Autora: Valéria Áureo
Publicado em: Entrelinhas Literárias - 2011-
Antologia Scortecci de Poesias, Contos e Crônicas.

segunda-feira, 13 de fevereiro de 2017

O gato elege o seu amor





                                                                 Fonte: Internet



Lembrei-me de dizer dos gatos, os que rolaram nos meus braços infantis, juntamente com sete irmãos, como uma coisa só. Falar o que a observação de sentimentos pueris e alguns anos de maturidade me deram. Gato é só coração. Domesticado... Coração tímido, escondido, mormente num cantinho exclusivo da casa, onde possa estar em paz, com suas reflexões. Os homens deveriam observar mais os felinos. Poderiam aprender muitas coisas. Quem sabe, talvez ocorra o milagre de iluminar um coração a eles fechado? Quem não ama os gatos não sabe o que é entrega absoluta.

Gatos... Sábios para ficarem horas a fio num fio de novelo de lã. Não sei se lã, ou se pelo de gato, ali, acolá... Possibilidade de reflexão ou tédio é o gato que se embola na bola de linha, de jornal, de pelúcia. O gato e o brincar formam uma coisa só. Gatos, apesar disto, são inquilinos inquietantes, talvez por isso mesmo; pela indefinição do ser. Ora é bicho, ora é brinquedo que se mexe de um lado a outro se arrastando manhosamente. 
Gato vive a sua vida e deixa viver, sem exigir nada de ninguém. Por isto pode ser mesmo inquietante; sim, nada é mais incômodo que a autossuficiência dos gatos; o silencioso bastar-se do gato. Vai e vem, entra e sai, sem importunar ninguém. O só pedir a quem amam um amor sem promessas e dívidas. O só amar a quem os merece já é o bastante.

O gato não satisfaz as necessidades do amor possessivo que domina e estabelece regras de convivência humana. Gato coexiste pacificamente; não disputa com o humano, não ameaça, não domina, apenas conquista tudo o que deseja. Compartilha simplesmente o amor. Compartilha a casa; compartilha o sofá, a cama, o banheiro e tudo o mais. Discretamente, como quem não ocupa espaço algum, torna-se o dono. Às vezes flutua, porque não há passos. Passa leve brisa pelos cantos que elege como os seus preferidos... O gato é vento... E não se deixa ser amestrado, nem acata ordens de quem vive dependente e à custa de animais. Não! Gato não. Ele só aceita uma relação de independência e afeto. O mais puro, o mais sincero sentimento expresso no respeito à individualidade. E como não cede ao homem, mesmo quando dele dependente, é chamado de arrogante, egoísta, ou falso, o que não é verdade. Mesmo porque ele nem se incomoda com isso, porque não aceita a falsidade. Gato só admite afeto com troca e respeito pela individualidade. O gato não gosta de alguém porque precisa gostar para se sentir melhor. Ele gosta pelo amor que lhe é próprio, que é dele e ele o dá se quiser e a quem acha que deve dar. Ama determinadas pessoas e ignora outras... O gato devolve ao homem a exata medida da relação que dele recebe. Sábio e espelho. Nada pede a quem não o quer. Melhor dizendo, nem perde seu tempo com quem não o quer...  Passa bem longe.

◆ **Objetivos**:
A: Condense em forma de lista o parágrafo da crônica iniciado por "Gato vive a sua vida e deixa viver", preservando os fatos principais.
B: Responda, com base na crônica, uma pergunta por linha:
(i) Segundo o texto, quem não sabe o que é entrega absoluta?
(ii) Em que tipos de bola o gato se embola?
(iii) O que o gato devolve ao homem?
C: Cite literalmente o trecho da crônica que começa em "O gato elege" e prossegue até "é entrega absoluta.".
As linhas de dados não têm nenhuma relação com a crônica.

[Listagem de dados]
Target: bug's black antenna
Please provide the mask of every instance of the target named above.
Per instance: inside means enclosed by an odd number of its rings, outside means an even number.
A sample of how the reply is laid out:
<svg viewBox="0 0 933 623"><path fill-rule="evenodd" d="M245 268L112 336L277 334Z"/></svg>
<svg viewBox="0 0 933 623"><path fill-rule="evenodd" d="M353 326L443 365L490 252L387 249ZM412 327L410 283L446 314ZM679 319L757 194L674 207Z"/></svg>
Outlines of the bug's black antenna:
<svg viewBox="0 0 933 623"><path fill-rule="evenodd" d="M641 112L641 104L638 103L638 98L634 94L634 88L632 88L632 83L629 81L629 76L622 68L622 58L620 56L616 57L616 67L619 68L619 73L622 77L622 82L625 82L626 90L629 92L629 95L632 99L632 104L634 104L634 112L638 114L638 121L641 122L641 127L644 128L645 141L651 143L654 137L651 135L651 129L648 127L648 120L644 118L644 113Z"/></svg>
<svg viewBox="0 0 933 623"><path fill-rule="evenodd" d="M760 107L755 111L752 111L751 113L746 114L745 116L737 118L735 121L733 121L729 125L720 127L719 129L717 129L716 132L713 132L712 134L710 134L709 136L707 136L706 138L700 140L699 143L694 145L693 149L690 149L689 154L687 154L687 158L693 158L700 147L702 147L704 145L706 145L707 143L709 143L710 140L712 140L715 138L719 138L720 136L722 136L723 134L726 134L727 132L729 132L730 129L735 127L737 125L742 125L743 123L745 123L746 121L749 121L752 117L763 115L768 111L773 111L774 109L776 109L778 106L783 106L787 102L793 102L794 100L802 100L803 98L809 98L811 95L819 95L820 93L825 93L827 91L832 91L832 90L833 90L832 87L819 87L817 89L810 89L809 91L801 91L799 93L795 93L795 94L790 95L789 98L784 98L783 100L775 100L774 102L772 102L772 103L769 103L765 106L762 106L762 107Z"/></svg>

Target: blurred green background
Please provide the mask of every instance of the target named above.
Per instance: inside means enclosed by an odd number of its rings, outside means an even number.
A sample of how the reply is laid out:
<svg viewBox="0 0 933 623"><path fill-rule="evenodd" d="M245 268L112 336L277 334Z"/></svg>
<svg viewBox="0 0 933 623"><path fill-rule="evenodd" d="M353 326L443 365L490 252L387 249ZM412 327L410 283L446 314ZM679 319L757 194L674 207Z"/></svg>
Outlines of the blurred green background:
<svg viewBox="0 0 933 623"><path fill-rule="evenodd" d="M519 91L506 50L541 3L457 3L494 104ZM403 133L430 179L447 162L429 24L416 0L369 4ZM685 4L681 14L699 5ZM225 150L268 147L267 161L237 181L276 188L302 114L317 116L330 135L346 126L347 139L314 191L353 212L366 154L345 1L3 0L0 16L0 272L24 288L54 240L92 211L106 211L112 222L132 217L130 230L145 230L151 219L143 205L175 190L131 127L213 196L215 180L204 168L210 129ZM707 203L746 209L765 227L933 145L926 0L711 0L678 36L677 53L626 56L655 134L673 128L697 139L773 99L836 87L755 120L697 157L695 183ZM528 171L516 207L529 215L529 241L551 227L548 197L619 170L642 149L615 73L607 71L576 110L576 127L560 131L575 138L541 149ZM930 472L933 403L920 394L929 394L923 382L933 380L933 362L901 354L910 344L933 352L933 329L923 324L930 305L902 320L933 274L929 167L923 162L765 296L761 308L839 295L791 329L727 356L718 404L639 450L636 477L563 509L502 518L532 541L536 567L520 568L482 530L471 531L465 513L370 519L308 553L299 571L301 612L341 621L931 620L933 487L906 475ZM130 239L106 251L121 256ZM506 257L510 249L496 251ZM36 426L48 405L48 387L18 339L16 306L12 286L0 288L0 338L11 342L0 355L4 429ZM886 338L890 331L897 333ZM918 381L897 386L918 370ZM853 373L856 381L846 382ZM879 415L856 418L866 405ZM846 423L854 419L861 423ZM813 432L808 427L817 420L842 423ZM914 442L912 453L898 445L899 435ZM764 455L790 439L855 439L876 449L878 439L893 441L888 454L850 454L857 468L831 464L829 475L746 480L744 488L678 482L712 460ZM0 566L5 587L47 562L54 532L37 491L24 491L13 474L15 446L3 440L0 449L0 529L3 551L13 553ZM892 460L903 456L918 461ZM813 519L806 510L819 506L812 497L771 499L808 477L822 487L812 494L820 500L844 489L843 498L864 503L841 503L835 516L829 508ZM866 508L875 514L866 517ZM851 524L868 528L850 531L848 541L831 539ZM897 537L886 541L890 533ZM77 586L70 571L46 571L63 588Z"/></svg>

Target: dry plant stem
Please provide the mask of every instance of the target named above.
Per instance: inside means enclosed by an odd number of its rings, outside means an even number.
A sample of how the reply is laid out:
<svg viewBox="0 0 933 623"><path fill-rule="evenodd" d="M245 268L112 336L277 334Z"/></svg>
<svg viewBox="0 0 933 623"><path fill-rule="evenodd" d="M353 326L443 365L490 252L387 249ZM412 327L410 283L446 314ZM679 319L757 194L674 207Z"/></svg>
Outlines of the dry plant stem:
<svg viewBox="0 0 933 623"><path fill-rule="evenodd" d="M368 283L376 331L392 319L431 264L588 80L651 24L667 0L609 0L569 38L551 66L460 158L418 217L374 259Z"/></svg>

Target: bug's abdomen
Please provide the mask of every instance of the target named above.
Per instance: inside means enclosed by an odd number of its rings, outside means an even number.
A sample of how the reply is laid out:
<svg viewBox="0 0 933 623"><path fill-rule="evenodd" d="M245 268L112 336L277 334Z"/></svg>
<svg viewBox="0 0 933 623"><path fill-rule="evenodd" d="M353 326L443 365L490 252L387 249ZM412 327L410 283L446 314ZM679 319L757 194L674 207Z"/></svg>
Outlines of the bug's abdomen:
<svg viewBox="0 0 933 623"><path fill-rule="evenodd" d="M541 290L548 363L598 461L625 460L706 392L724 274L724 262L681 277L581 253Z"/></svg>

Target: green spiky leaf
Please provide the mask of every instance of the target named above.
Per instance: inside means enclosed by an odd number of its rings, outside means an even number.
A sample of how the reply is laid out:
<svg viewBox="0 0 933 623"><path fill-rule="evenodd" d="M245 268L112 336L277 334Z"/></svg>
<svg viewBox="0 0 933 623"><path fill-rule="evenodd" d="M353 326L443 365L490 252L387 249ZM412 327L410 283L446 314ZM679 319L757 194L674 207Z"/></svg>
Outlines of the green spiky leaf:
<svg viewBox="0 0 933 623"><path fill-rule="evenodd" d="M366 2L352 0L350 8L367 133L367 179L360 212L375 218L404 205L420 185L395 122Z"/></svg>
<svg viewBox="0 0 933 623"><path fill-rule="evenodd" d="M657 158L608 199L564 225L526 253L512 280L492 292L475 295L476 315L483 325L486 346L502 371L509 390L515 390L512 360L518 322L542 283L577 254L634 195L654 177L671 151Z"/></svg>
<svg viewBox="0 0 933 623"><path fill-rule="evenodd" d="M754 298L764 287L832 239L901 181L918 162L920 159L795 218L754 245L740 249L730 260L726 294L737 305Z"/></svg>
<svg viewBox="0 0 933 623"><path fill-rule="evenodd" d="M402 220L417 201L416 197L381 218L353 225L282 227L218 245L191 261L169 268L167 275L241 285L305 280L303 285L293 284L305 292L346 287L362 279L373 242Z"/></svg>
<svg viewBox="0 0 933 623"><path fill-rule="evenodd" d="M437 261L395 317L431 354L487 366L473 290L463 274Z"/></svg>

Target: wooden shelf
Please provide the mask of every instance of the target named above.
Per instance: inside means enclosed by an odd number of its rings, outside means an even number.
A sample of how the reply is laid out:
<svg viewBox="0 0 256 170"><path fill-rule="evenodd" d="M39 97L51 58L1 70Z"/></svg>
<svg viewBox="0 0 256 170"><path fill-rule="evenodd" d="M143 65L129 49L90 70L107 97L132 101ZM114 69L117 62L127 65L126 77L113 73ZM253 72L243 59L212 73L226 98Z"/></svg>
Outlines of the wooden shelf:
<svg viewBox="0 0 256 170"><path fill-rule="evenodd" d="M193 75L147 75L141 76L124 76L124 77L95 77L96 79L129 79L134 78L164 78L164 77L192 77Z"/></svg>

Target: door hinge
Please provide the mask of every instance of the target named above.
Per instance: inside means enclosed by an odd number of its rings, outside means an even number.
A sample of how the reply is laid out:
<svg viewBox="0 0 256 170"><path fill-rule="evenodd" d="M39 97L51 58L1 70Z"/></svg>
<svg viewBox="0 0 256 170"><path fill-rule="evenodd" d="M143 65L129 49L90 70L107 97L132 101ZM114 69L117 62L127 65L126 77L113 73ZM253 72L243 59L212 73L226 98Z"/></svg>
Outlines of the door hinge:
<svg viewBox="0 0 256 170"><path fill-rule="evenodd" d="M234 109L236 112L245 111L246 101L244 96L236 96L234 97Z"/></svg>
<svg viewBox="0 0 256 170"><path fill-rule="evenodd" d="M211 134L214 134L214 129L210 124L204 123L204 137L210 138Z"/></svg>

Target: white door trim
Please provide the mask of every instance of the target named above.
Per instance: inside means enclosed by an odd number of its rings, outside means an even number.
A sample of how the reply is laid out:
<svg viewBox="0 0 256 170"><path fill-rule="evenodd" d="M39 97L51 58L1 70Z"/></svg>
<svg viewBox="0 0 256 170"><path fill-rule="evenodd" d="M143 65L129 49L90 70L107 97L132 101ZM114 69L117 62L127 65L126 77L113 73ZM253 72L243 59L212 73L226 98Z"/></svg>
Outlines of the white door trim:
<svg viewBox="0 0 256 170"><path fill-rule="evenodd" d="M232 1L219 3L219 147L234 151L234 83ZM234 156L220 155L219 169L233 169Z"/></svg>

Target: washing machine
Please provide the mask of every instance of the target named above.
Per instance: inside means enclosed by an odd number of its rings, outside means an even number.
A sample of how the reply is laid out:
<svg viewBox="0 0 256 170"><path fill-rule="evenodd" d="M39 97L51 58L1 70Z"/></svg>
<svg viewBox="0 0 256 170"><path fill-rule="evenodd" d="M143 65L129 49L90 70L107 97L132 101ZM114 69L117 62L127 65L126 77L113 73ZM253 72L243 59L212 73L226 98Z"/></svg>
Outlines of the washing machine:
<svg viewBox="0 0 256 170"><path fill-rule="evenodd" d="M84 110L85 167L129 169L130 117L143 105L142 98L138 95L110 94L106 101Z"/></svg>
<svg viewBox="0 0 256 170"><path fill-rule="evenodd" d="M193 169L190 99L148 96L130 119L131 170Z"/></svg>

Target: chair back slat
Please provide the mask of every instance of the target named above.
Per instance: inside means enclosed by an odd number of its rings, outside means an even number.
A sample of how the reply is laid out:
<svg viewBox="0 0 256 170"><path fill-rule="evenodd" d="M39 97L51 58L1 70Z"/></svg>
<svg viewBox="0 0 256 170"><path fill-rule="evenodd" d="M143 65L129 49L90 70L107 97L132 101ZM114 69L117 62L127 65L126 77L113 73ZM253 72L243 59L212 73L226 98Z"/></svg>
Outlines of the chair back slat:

◆ **Conjunto de respostas**:
A:
- O gato vive a sua vida, deixa viver e não exige nada de ninguém.
- Por isso pode ser inquietante: nada incomoda mais que sua autossuficiência silenciosa.
- Vai e vem, entra e sai, sem importunar ninguém.
- A quem ama, pede apenas um amor sem promessas nem dívidas.
- Amar só quem o merece já lhe basta.

B:
(i) Quem não ama os gatos.
(ii) Na bola de linha, de jornal e de pelúcia.
(iii) A exata medida da relação que dele recebe.

C:
O gato elege o seu amor





                                                                 Fonte: Internet



Lembrei-me de dizer dos gatos, os que rolaram nos meus braços infantis, juntamente com sete irmãos, como uma coisa só. Falar o que a observação de sentimentos pueris e alguns anos de maturidade me deram. Gato é só coração. Domesticado... Coração tímido, escondido, mormente num cantinho exclusivo da casa, onde possa estar em paz, com suas reflexões. Os homens deveriam observar mais os felinos. Poderiam aprender muitas coisas. Quem sabe, talvez ocorra o milagre de iluminar um coração a eles fechado? Quem não ama os gatos não sabe o que é entrega absoluta.